━━ DATASET CONTENT

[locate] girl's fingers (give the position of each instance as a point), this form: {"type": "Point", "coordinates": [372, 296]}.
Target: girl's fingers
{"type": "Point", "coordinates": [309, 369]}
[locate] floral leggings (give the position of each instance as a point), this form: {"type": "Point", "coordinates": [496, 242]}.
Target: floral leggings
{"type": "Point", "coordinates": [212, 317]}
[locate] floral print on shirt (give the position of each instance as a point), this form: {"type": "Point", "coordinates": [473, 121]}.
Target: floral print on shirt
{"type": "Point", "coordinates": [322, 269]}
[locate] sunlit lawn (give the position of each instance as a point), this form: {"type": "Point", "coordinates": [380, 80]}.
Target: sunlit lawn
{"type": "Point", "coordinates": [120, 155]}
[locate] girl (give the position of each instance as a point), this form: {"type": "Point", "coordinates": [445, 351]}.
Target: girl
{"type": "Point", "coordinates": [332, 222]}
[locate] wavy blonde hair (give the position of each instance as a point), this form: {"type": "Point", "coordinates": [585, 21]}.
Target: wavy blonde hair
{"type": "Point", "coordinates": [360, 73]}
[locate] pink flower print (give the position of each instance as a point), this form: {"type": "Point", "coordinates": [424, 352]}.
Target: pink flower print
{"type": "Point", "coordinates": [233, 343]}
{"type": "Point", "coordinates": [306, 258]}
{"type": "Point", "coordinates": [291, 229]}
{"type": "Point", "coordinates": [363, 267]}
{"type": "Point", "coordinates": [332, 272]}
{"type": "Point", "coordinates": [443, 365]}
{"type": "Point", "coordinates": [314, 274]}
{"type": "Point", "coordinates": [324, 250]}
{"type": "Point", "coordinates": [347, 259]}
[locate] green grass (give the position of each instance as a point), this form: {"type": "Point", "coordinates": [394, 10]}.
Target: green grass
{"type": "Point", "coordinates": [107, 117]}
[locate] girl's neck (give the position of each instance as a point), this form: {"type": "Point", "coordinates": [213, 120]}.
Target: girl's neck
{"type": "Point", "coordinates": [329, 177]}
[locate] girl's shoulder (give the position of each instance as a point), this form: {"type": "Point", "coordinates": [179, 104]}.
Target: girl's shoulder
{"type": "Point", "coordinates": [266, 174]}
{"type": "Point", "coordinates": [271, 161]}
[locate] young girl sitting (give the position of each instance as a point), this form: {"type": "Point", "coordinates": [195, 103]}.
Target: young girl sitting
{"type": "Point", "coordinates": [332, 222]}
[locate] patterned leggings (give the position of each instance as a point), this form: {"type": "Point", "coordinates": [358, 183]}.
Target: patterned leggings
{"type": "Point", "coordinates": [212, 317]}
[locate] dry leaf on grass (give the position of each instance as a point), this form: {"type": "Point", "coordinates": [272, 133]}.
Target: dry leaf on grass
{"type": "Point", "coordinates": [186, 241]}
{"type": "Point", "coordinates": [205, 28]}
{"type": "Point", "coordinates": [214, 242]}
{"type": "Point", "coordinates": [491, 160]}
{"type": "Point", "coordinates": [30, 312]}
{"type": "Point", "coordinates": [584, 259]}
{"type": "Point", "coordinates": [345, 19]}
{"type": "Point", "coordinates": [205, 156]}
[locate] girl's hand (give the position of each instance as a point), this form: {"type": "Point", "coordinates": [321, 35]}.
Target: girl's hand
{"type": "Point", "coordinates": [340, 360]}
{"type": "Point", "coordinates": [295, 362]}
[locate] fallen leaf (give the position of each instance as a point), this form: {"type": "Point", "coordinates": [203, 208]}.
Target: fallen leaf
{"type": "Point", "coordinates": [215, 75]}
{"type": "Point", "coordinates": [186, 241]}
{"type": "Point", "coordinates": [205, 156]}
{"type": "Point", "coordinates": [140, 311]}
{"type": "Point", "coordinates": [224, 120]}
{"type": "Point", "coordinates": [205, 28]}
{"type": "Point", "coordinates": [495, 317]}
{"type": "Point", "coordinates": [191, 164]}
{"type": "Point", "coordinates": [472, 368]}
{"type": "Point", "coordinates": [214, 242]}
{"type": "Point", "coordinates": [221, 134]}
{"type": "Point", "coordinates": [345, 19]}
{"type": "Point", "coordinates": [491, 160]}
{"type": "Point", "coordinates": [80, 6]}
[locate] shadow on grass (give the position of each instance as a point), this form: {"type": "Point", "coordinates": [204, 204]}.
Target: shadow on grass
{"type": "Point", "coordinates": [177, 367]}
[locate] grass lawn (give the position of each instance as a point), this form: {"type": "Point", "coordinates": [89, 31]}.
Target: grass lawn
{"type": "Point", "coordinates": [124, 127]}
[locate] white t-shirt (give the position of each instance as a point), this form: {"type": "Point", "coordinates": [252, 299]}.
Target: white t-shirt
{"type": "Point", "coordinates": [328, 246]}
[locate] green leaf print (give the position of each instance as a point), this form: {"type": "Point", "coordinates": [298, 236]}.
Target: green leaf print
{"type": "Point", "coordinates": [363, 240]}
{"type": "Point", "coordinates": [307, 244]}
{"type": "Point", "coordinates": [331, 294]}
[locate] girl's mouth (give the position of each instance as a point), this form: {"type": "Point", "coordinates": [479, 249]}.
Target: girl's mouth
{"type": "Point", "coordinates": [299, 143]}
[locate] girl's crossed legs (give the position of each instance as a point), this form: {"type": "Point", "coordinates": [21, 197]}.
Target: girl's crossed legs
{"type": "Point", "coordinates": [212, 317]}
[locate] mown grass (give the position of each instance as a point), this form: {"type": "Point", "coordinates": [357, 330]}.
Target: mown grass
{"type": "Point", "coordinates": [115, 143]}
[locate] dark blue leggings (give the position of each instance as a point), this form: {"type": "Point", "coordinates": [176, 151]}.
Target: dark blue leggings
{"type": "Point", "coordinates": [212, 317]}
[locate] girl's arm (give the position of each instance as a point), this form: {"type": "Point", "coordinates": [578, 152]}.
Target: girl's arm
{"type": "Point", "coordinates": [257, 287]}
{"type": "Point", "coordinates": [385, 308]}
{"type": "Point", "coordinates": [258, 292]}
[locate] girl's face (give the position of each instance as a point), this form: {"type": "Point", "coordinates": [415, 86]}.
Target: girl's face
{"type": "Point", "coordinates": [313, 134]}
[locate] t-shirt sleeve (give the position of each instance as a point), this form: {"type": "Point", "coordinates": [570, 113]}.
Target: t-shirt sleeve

━━━━

### EXERCISE BRIEF
Using the material, show each line where the string "sleeve" can be found.

### THE ANSWER
[locate] t-shirt sleeve (give the position of each instance as a point), this form: {"type": "Point", "coordinates": [570, 113]}.
Target: t-shirt sleeve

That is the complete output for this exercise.